*** Opening Data records ***
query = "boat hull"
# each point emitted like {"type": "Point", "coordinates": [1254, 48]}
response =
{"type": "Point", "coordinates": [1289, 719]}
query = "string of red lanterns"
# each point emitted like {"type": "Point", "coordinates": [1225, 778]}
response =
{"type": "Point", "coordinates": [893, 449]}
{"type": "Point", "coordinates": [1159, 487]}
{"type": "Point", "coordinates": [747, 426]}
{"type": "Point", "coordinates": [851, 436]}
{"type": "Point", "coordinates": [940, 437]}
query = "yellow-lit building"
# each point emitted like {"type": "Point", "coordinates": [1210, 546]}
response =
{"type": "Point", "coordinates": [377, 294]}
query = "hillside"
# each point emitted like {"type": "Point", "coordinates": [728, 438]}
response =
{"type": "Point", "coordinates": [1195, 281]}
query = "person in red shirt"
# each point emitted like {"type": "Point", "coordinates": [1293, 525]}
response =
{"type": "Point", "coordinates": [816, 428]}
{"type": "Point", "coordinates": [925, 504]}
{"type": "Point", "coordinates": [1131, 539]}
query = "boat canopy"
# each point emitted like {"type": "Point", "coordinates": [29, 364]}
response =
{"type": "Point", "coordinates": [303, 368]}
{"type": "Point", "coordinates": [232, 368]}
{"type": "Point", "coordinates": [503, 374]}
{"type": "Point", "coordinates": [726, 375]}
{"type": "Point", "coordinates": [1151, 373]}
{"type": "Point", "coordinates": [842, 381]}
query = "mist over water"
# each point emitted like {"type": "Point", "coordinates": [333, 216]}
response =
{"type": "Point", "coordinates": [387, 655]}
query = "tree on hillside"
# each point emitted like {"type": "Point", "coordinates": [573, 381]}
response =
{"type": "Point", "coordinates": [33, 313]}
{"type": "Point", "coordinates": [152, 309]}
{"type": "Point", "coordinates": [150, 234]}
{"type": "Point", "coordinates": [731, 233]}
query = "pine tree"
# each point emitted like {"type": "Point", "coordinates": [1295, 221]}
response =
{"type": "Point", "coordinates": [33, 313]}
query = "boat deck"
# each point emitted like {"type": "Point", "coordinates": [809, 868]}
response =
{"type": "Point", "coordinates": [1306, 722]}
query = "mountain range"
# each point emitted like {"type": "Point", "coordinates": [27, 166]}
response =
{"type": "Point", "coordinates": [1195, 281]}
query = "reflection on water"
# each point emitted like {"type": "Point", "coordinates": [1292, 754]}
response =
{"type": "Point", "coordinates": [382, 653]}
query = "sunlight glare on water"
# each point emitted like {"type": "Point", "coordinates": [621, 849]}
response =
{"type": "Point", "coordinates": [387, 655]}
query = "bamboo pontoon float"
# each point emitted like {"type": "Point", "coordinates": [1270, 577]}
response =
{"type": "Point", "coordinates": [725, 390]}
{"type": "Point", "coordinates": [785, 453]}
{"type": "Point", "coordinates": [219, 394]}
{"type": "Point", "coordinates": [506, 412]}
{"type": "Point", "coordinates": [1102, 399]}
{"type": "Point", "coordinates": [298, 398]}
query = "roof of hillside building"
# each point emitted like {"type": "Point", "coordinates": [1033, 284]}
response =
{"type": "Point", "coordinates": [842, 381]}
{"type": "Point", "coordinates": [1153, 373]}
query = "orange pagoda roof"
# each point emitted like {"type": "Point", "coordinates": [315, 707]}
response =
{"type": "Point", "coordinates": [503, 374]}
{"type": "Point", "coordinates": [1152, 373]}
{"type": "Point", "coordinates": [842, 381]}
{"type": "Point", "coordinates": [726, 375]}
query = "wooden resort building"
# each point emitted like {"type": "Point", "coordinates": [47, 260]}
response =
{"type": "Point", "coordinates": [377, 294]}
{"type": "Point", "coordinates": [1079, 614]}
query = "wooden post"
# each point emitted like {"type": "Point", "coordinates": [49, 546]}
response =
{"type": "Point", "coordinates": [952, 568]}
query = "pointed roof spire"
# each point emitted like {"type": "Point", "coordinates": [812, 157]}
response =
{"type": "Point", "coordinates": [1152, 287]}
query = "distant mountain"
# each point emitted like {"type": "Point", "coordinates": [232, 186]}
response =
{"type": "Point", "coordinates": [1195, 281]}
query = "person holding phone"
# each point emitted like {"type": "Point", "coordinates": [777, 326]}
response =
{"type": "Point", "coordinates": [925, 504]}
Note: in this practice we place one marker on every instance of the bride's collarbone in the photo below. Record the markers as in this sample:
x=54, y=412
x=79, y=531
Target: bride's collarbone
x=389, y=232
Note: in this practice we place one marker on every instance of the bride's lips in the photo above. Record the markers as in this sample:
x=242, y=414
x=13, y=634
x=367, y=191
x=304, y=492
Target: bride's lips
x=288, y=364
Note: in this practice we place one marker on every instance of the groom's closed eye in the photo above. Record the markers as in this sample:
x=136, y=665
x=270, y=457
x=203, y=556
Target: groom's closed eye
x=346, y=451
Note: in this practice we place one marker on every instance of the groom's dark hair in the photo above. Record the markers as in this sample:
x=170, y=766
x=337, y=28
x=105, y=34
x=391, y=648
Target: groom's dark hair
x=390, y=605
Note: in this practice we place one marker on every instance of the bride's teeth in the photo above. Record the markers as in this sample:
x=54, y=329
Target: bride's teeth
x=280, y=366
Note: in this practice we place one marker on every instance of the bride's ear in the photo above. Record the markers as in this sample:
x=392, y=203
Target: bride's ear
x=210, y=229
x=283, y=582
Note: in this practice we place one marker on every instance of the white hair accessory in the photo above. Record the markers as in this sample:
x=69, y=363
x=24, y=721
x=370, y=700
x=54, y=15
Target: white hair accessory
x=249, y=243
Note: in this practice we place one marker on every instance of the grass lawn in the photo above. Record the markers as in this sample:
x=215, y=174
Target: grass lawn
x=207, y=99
*** Closing Data records ***
• What the task asks
Copy the lines that hold the word "person". Take them from the records above.

• Output for this exercise
query = "person in red shirt"
query = "person holding phone"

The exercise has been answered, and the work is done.